• WHAT IS BEING ASKED:
Your task is to extract every entry that follows word for word while excluding the pictures.

==*==

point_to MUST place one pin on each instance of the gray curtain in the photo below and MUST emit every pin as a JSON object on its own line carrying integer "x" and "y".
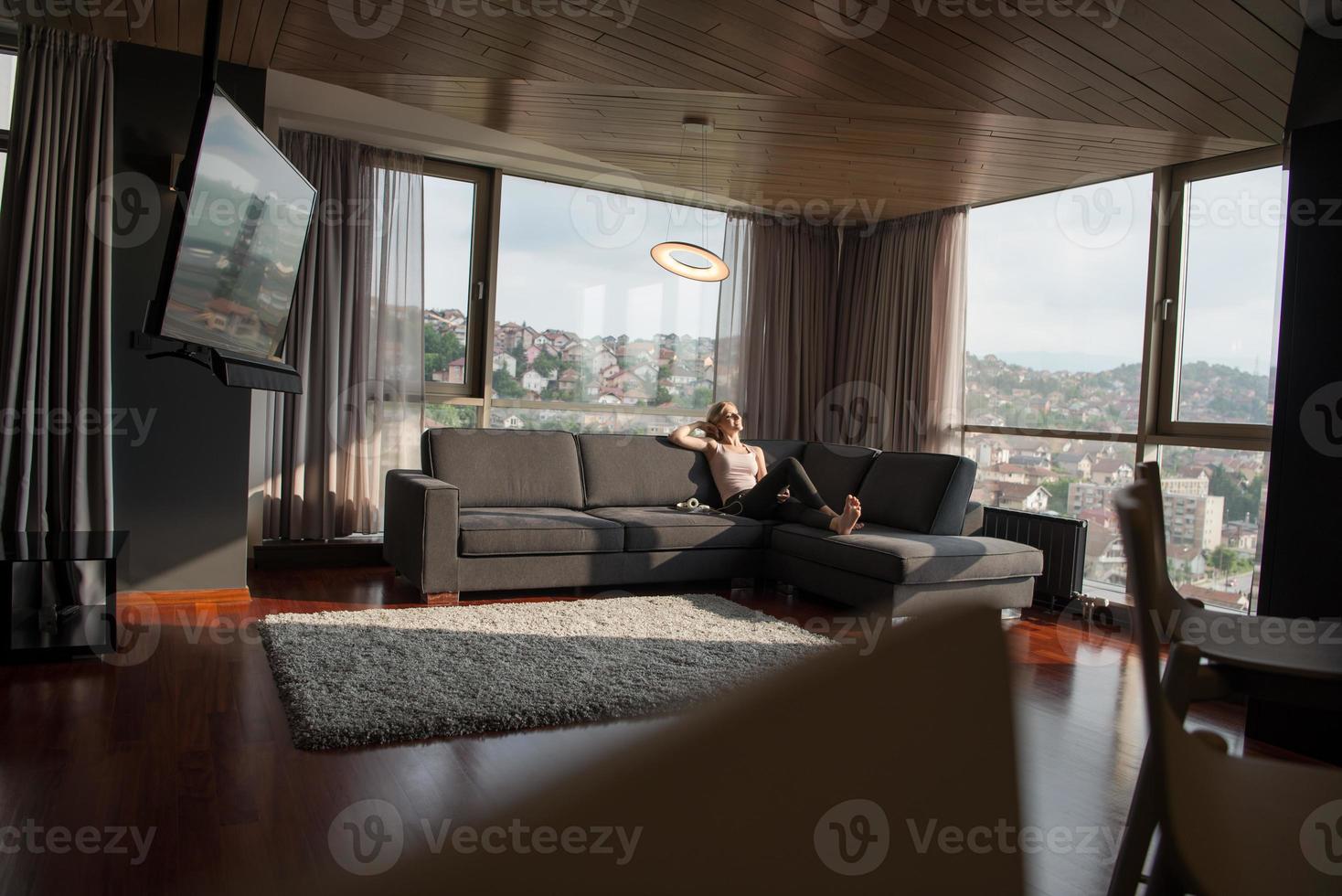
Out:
{"x": 356, "y": 338}
{"x": 776, "y": 324}
{"x": 898, "y": 359}
{"x": 843, "y": 336}
{"x": 55, "y": 267}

==*==

• TASK RESPONSE:
point_to MUST place one pin on each instance of the gray curtain in the photo below and MUST emit every pin as a JSON object on its own line carrying integer "x" and "y".
Out:
{"x": 356, "y": 338}
{"x": 776, "y": 324}
{"x": 898, "y": 359}
{"x": 843, "y": 336}
{"x": 55, "y": 267}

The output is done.